> **EXERCISE PROMPT**
An exact reproduction of all the entries is the expected answer.
┄┄┄┄┄┄┄┄┄┄┄┄┄┄┄┄┄┄┄┄
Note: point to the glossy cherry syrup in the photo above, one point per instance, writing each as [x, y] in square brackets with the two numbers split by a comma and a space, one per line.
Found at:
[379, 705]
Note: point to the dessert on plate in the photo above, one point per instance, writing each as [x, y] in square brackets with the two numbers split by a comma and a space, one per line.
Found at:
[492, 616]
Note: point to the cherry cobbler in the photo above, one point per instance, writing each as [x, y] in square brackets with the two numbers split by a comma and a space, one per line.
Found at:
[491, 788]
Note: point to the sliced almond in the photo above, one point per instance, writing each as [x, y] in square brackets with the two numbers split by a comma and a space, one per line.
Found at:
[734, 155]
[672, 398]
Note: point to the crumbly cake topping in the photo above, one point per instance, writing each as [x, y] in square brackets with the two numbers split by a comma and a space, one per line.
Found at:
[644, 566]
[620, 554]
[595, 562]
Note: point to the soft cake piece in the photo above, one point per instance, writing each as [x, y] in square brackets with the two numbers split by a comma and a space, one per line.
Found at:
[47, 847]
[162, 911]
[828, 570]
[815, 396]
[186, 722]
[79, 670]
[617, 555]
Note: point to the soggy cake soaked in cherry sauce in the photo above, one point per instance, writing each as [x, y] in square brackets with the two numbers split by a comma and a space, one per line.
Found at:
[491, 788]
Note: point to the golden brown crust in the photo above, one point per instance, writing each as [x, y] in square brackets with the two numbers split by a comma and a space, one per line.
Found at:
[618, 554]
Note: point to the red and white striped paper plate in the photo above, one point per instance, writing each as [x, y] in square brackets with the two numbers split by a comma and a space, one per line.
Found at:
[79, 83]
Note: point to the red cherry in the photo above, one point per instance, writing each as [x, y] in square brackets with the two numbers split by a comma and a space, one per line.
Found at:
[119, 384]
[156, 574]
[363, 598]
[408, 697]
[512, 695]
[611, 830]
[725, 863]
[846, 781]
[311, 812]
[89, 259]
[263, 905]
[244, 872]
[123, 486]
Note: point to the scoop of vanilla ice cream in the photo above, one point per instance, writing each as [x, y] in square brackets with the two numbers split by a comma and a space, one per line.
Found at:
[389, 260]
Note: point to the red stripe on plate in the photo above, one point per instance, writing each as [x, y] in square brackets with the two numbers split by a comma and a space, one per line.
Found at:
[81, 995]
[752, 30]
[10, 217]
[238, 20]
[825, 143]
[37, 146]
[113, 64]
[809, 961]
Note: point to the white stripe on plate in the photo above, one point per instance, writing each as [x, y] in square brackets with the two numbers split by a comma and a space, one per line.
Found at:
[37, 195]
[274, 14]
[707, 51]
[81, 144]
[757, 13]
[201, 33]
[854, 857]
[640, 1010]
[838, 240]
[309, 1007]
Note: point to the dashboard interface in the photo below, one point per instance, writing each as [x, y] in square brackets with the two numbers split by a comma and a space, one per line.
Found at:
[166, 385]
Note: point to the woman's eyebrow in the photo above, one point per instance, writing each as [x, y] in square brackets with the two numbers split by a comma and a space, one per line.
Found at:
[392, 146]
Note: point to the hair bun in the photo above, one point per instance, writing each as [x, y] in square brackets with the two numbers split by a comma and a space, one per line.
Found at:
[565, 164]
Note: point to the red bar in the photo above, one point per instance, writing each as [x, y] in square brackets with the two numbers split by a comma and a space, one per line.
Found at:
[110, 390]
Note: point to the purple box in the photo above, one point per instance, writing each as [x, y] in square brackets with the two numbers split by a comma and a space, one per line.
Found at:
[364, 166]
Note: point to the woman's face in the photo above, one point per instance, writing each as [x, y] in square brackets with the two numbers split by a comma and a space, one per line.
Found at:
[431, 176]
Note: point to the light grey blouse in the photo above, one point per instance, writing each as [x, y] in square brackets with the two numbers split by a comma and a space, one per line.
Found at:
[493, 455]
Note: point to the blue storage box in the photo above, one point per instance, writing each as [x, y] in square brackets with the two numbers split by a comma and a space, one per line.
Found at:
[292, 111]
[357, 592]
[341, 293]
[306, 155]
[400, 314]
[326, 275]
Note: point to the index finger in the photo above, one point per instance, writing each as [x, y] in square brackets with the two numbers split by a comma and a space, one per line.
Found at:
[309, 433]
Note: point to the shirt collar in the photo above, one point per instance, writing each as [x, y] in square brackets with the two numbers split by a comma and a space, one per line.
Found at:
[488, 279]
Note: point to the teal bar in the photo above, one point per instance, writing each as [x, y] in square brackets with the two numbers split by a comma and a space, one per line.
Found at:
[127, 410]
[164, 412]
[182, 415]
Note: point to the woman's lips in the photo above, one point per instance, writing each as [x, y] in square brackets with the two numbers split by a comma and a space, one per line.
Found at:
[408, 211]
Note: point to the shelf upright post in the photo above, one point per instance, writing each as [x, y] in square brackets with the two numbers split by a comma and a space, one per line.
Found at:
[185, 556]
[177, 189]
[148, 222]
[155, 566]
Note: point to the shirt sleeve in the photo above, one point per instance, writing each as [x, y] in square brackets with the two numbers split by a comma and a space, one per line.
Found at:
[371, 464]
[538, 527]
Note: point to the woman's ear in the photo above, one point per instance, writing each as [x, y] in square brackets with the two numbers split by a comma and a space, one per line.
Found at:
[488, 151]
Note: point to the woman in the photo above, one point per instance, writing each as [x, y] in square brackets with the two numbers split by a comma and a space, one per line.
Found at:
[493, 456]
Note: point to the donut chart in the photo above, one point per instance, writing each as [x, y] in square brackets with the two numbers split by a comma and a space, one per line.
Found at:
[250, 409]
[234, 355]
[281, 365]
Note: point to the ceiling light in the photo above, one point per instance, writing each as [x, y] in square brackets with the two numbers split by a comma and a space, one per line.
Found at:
┄┄┄┄┄┄┄┄┄┄┄┄┄┄┄┄┄┄┄┄
> **RESPONSE BOX**
Note: point to the glossy cherry syrup in the photo above, one point per instance, writing each as [x, y] in square brackets with the two numbers split by a comma and a space, one per line.
Found at:
[379, 705]
Note: point to the dessert on plate in the photo above, one point per instance, writing each as [x, y] in square brackets with the two numbers split by a comma and a space, one per line.
Found at:
[492, 616]
Note: point to the cherry cobbler in the photo above, one point per instance, writing each as [x, y] in square brackets with the two numbers split by a comma and a space, one per line.
Found at:
[491, 788]
Note: point to the sliced almond in the photo above, one point per instance, writing each as [x, y] in square brackets with the two numbers split by a comma and a space, one per line.
Found at:
[734, 155]
[672, 398]
Note: point to the crumbly cake topping in the photo above, one point per instance, writing each as [x, y] in square brackets with the two numbers split by a comma and a space, one per line.
Found at:
[644, 566]
[620, 554]
[595, 562]
Note: point to the soft cake piece in the photo above, one point per instance, writing each as [x, y] in square brackets with the two numbers split by a comma and a space, one per line.
Found at:
[47, 847]
[162, 911]
[828, 570]
[815, 396]
[186, 722]
[79, 670]
[617, 555]
Note: point to the soggy cake soaked in cherry sauce in the photo above, one point per instance, writing each as [x, y] in square brackets with the two numbers split by a comma and a space, one per line.
Found at:
[491, 788]
Note: point to the golden brown crust in the photo above, one point per instance, writing each as [x, y] in square brackets with the two numbers split by a comma and a space, one per line.
Found at:
[618, 554]
Note: point to the red and white striped paper plate in the photo above, one point per instance, writing each as [x, y] in square brackets with the two numbers split by a comma and a space, one per line.
Found at:
[79, 83]
Note: point to the red cherry in the photo above, one point per instance, writing each as [x, y] in square brackets with the two numbers split by a comma and a space, one per line.
Found at:
[119, 384]
[156, 574]
[363, 598]
[408, 697]
[512, 695]
[611, 830]
[725, 863]
[846, 781]
[311, 812]
[89, 259]
[263, 905]
[244, 872]
[123, 486]
Note: point to the scoop of vanilla ice cream in the photo above, one point per instance, writing each as [x, y] in square brackets with the two numbers split by a comma and a space, one per line.
Found at:
[389, 260]
Note: point to the red stripe on plate in the photo above, one point per instance, writing each as [x, y] in square brackets with the two numbers split by a comma and a space, one per line.
Found at:
[81, 995]
[752, 30]
[10, 217]
[238, 20]
[825, 143]
[37, 146]
[113, 64]
[809, 961]
Note: point to the white stripe on plate in the photo above, one point per instance, writing each as [x, y] in square brackets with the two numbers split by a comma and a space, one per line.
Found at:
[37, 195]
[274, 14]
[707, 51]
[81, 144]
[757, 13]
[201, 33]
[854, 857]
[640, 1010]
[838, 240]
[309, 1007]
Note: point to the dashboard interface in the photo below, one point per instance, writing each as [x, y] in square brackets with the two numbers split by a comma and a space, one per line.
Found at:
[166, 385]
Note: point to the woman's eyebrow in the photo above, one point per instance, writing each as [x, y] in square brackets with the two numbers split by a comma and a space, one per line.
Found at:
[392, 146]
Note: point to the hair bun in the photo above, one point per instance, writing each as [x, y] in square brackets with the two numbers split by a comma and a space, one per line.
Found at:
[565, 164]
Note: point to the red bar in the photo above, one point per instance, writing each as [x, y] in square brackets with the two numbers split by a comma and a space, one per line.
Found at:
[110, 390]
Note: point to the purple box in the photo above, one point per instance, writing each as [x, y] in square brackets with the two numbers split by a comma and a space, one per line.
Found at:
[364, 166]
Note: point to the woman's face in the photo above, one point per instance, writing each as [x, y] in square brackets with the two numbers split by a comma and a space, one per line.
Found at:
[431, 176]
Note: point to the light grey blouse in the photo above, one point per instance, writing each as [x, y] in square brackets with the two numbers split by a comma and a space, one per line.
Found at:
[493, 455]
Note: point to the blue storage box in the photo above, one point per instance, writing each as [x, y] in square brackets with the two numbers split by a comma and a space, one per line.
Found at:
[292, 111]
[357, 592]
[341, 293]
[306, 155]
[400, 314]
[326, 275]
Note: point to the index finger in the photo above, one point per instance, writing each as [x, y] in square brackets with the two numbers split by a comma and a space, one per line.
Found at:
[309, 433]
Note: point to the shirt collar in the photo above, one point per instance, writing each as [x, y] in square brackets with the two numbers split by a comma and a space, one per line.
Found at:
[488, 279]
Note: point to the teal bar in the photo above, one point per instance, writing each as [x, y] in square brackets with the two numbers split by a comma and a space, one per line.
Found at:
[127, 410]
[164, 412]
[182, 415]
Note: point to the woman's lips in the photo above, one point per instance, writing each as [x, y] in square brackets with the two numbers split by a comma and a space, one per line.
Found at:
[408, 211]
Note: point to the shelf upright post in the photo above, one point per instance, writing each as [x, y] in square brackets with the two numbers split by a comma and a space, one per line.
Found at:
[185, 556]
[177, 189]
[148, 222]
[155, 566]
Note: point to the shirt sleeve in the photo above, one point per instance, writing each as [x, y] in square brackets with the two numbers split by a comma and a space, one per line.
Found at:
[371, 464]
[538, 527]
Note: point to the woman's ear in the photo above, one point per instance, writing each as [x, y] in square brackets with the two numbers split by a comma and a space, one per line.
Found at:
[488, 151]
Note: point to the woman in the photo above, one point per instance, writing each as [x, y] in square brackets with the two numbers split by a comma and a space, one per line.
Found at:
[493, 456]
Note: point to the donut chart in the photo above, one point per instance, writing each as [x, y] in square brackets with the two numbers split by a comma and a space, one per line.
Found at:
[250, 409]
[234, 355]
[281, 365]
Note: point to the ceiling light in the photo above, one point per instance, writing each as [x, y] in square brackets with the two numbers split by a comma and a space, one per line.
Found at:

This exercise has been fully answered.